• QUOTED PASSAGE
__________________________________________________
Many to many    media. Unlike few-to-many (broadcast) or one to one 
(telephone or SMS) media, virtual communities enable groups of people to 
communicate with many others. Every desktop, every wireless device, is 
becoming a printing press, broadcasting station, and place of assembly (as 
well as a computer and telephone).

Text-based, evolving into text plus graphics-based communications. For 
decades, online communities were built with nothing more than unformatted 
text. Web-based media bring inline graphics, animations, video, sounds, 
formatted text, links into the conversation.

Relatively uncoupled from face to face social life in geographic 
communities. People communicating worldwide about shared interests most 
often do not live close enough to meet regularly face to face.

Mobile communications   are:

Organized around known social networks. People call and message people they 
already know. Most often, you communicate with people who are already in 
your address book.

Acessible anywhere, anytime, are always on. The Internet, and all it 
affords, is no longer tied to the desktop computer and wired network, but 
has diffused into a freefloating wireless datacloud.

Text-based evolving to text and sound and graphics-based communications. 
Customized ringtones and cute graphics for SMS messages are only the 
beginning. Cameras and telephones are merging.

Closely coupled to the behavior of people in physical space, and have 
strong effects on how small social groups coordinate activities in 
geographic communities.

Mobile virtual communities are:

Many to many, desktop and mobile, always on. Virtual communities and the 
resources of the Internet are instantly available to people and their 
software agents wherever people are located - at their desks, in transit, 
at home.

Used to coordinate actions of groups in geographic space - teenagers swarm 
in   malls, young adults club-hop, activists mobilize on the street.

Game environments, social arenas, artistic media, business tools, political 
weapons  - like other virtual community media, mobile virtual communities 
will start with young people as means for entertainment and light social 
interaction, then diffuse into other institutions.
__________________________________________________
• RECORDED DATA
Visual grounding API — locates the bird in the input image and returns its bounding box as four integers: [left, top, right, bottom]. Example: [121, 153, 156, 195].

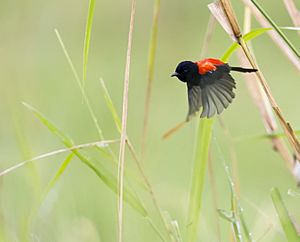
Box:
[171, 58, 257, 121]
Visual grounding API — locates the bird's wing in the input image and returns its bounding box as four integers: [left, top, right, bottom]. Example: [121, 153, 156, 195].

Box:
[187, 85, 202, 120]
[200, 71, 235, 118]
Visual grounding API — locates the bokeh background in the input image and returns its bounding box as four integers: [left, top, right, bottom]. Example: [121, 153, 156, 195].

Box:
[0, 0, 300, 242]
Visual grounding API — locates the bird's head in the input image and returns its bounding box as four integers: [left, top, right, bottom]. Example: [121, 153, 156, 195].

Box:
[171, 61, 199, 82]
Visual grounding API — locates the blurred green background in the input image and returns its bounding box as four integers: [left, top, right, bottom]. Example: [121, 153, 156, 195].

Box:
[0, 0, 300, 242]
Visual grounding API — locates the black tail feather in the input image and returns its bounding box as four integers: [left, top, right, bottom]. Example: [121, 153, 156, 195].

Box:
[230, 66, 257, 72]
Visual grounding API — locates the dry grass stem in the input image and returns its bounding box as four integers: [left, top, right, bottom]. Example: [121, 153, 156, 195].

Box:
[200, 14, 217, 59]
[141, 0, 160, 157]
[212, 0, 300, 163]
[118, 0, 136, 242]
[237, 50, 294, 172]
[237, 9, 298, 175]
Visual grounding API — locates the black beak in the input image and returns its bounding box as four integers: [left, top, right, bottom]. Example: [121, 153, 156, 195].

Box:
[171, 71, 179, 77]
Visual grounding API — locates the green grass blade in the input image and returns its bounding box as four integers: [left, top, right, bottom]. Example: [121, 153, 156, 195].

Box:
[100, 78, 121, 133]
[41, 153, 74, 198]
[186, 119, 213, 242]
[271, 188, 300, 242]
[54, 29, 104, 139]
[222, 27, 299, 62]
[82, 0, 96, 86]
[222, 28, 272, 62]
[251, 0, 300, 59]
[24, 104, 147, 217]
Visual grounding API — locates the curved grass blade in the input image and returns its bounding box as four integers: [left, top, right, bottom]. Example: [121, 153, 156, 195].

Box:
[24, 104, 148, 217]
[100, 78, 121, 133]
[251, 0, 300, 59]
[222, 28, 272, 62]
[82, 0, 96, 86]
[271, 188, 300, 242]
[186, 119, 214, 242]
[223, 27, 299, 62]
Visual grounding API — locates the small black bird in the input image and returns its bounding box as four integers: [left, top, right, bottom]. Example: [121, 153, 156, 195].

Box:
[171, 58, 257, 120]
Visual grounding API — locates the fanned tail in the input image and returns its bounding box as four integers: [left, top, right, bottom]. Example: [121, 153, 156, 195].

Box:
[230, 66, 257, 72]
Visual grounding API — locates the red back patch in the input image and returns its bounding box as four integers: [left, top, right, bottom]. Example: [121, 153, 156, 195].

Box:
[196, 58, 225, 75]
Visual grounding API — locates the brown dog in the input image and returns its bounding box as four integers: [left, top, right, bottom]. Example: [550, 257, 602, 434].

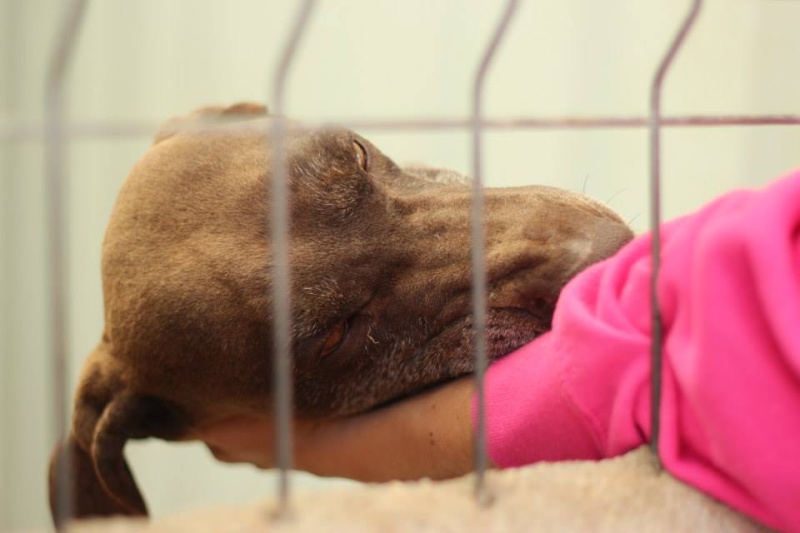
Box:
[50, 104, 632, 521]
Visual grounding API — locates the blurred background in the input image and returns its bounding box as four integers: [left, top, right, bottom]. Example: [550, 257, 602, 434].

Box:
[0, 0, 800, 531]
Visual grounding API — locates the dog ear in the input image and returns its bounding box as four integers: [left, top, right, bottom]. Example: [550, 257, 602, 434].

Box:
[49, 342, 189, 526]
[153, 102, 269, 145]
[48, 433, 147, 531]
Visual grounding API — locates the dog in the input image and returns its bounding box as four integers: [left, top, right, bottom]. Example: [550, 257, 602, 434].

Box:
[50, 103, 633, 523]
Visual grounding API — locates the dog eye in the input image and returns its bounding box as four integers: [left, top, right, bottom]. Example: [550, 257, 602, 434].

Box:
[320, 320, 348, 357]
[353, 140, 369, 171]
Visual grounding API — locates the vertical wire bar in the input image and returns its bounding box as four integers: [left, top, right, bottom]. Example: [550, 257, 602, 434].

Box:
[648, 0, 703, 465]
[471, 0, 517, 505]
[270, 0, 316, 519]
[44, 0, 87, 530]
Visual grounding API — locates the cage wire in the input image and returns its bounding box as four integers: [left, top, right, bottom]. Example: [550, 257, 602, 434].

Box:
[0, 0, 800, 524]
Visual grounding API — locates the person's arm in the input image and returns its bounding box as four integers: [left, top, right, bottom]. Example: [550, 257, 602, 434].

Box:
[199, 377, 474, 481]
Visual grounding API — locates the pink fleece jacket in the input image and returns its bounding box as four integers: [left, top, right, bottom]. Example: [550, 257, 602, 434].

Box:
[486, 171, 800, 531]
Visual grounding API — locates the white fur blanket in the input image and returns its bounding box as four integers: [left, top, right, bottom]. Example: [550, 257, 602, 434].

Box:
__________________________________________________
• TO-DO LIST
**a.** According to the text on virtual and mobile communities, with whom will mobile virtual communities start?
**b.** In the records, change every "input image" to "source image" between the line holding "Visual grounding API — locates the bokeh" and the line holding "[171, 61, 199, 82]", inclusive. Return only those lines.
The text and the records have no connection to each other.

• EXPECTED ANSWERS
**a.** They will start with young people.

**b.**
Visual grounding API — locates the bokeh background in the source image and returns its bounding box as four integers: [left, top, right, bottom]. Example: [121, 153, 156, 195].

Box:
[0, 0, 300, 242]
Visual grounding API — locates the bird's head in the source image and returns its bounding box as four integers: [left, top, right, bottom]. Example: [121, 153, 156, 195].

Box:
[171, 61, 199, 82]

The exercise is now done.